Carta para meu pai
Uma homenagem ao meu pai, celebrando sua simplicidade, sabedoria e legado de amor pela arte, música e natureza, que continuam a me inspirar eternamente.
O efêmero nos assusta, mas qual seria a graça da vida se o mundo não fosse assim?
Se as alamedas de um jardim fossem sempre sem fim?
Tudo certo e previsível?
– Não,
- A vida não é assim. E que nunca foi, não é José Pedro? Para você a vida sempre foi diferente, como também, percebi a forma singular, pelo qual andou pela vida.
Quando eu nasci você já vivia em dissonância do mundo, estava em Niagara Falls, lá do Canadá e me mandou um telegrama que hoje diz muito do seu temperamento: “Welcome Baby”, foi o que escreveu para mim e para mamãe.
E foi assim que começou a nossa história quando eu disse – “Hello, Papai”. Dentro do berço senti, sim, você beijar meus pezinhos.
Antes de 1972, pelo que sei, o Japão, a China e a Alemanha, já tinham recebido a sua visita.
Dai para frente, eu quero sair do script, do esperado ( quem foi você, o que fez, seus títulos, suas obras, seu legado para Minas Gerais e questões de energia x engenharia) e sendo sua primogênita trazer você para outro cenário. Quero emoldurar essa homenagem noutro lugar.
E escolhi enquadrar sua vida, essa liberdade extraordinária, essa dignidade clássica, num quadro do Bracher, na minha visão, pintado só para você, bem perto das águas mansas da Urca. Lá onde assistíamos em dimensões infinitas o Rio, acontecendo bem ao redor da Baia de Guanabara. Acrescento que não há nada mais bonito nessa vida do que um barco a vela e o por do sol visto da Urca, local escolhido para pintar você com guache, em cima das pedras e em face do mar.
Essa é a aquarela da ternura desse momento, onde juntos sentimos a máxima do poeta que disse “sentir é estar distraído”.
Nesse momento, não quero acasos, quero a consistência da sua biografia que sempre caminhou ao lado do amor e das coisas que sempre gostou, música, pintura, jardins e poesia. E do o amor que destinou a mamae e aos meus tres irmaos, todos nos, lhes somos gratos pela dadva de ter convivido com você.
Eu tive sorte de te ver muitas vezes ao piano, perto de livros e bichos. Essa predileção por tudo que toca ao coração e acrescento também as jabuticabeiras, borboletas e rios. Uma vida simples, sem a vaidade dos homens de terno, essa é a marca que repousa na sua memória.
O Bracher tinha razão você não é um cara para páginas ou cartas de amor você tem a consistência do óleo sobre tela. E uma tela “cheia de bossa”, cheia de cores simpáticas, e muitos tons de azul onde o pintor que pode fugir da escrita automática, conseguiu-se retratar uma tarde sua, e os pensamentos seus, o início do crepúsculo e os morros já dourados.

TAREFA ESCRITA 1 | Transcreva sem nenhuma alteração todo o trecho da listagem que vai da linha que contém "Objective — drop one pin on each instance of the stone" até o fim da listagem, deixando as imagens fora da resposta.
A carta e a listagem não têm nenhuma relação entre si.

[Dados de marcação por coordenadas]

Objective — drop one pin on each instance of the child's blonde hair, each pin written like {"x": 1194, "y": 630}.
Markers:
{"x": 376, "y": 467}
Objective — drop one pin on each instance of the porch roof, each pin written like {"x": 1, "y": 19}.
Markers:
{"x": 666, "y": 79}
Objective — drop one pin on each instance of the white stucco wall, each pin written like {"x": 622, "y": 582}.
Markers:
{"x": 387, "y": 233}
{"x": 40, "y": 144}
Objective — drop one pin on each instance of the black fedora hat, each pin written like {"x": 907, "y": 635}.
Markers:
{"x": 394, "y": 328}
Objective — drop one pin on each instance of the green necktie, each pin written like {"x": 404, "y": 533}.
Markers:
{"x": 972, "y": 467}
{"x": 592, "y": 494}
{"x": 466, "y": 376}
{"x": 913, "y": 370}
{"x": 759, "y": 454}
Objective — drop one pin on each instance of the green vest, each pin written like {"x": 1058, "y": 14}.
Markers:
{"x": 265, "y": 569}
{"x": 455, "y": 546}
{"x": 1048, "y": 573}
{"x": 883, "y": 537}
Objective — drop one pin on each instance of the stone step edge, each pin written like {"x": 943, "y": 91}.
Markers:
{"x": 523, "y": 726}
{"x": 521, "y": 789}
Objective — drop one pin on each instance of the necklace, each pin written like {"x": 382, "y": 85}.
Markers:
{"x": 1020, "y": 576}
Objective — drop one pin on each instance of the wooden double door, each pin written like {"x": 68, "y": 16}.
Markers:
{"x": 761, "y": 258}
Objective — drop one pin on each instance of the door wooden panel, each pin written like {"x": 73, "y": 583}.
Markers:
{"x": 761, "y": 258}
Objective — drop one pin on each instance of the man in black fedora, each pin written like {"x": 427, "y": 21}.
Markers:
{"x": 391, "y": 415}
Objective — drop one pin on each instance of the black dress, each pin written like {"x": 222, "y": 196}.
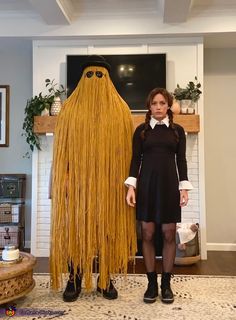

TAREFA ESCRITA 2 | Resuma a carta ao pai em duas frases.

RESULTADO FINAL 1 |
Objective — drop one pin on each instance of the stone step edge, each pin written like {"x": 943, "y": 91}.
Markers:
{"x": 523, "y": 726}
{"x": 521, "y": 789}
Objective — drop one pin on each instance of the necklace, each pin written like {"x": 382, "y": 85}.
Markers:
{"x": 1020, "y": 576}
Objective — drop one pin on each instance of the wooden double door, each pin written like {"x": 68, "y": 16}.
Markers:
{"x": 761, "y": 258}
Objective — drop one pin on each instance of the door wooden panel, each pin written like {"x": 73, "y": 583}.
Markers:
{"x": 761, "y": 258}
Objective — drop one pin on each instance of the man in black fedora, each pin written like {"x": 427, "y": 21}.
Markers:
{"x": 391, "y": 415}
Objective — drop one pin on each instance of the black dress, each pin written like {"x": 222, "y": 196}.

RESULTADO FINAL 2 | A filha primogênita presta homenagem ao pai, José Pedro, lembrando que ele estava em Niagara Falls, no Canadá, quando ela nasceu e lhe enviou um telegrama dizendo "Welcome Baby". Em vez de falar de seus títulos e obras, ela o retrata num quadro de Bracher, perto das águas da Urca, e celebra sua vida simples, sem vaidade, sempre ligada ao amor, à música, à pintura, aos jardins e à poesia.